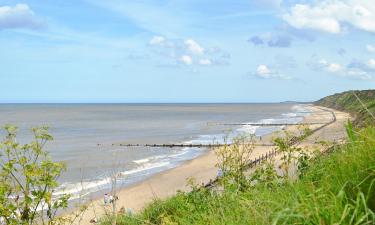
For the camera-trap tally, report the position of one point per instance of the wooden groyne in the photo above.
(270, 124)
(181, 145)
(273, 153)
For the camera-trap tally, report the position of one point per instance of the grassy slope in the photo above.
(337, 188)
(346, 101)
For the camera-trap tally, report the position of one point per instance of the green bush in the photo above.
(336, 188)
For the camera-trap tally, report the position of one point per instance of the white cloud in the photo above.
(205, 62)
(187, 51)
(266, 73)
(331, 15)
(157, 40)
(370, 48)
(263, 71)
(334, 67)
(186, 59)
(194, 47)
(18, 16)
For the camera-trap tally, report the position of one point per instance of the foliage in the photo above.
(233, 159)
(28, 178)
(338, 188)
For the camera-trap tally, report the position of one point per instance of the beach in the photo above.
(203, 168)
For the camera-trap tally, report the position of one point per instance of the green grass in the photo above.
(337, 188)
(347, 101)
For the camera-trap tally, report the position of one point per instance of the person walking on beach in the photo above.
(106, 199)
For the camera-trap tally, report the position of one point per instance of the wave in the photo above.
(154, 164)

::::

**TASK PROMPT**: Could you repeat, word for word, the material above, starting at the line that contains "on beach in the photo above." and ending with the last line of the material?

**WORKED SOLUTION**:
For the camera-trap tally, report the position of one point per instance of the person walking on beach in the photo above.
(106, 199)
For the camera-trap tally, report the position of one point per instance of the wave in the photo above.
(154, 164)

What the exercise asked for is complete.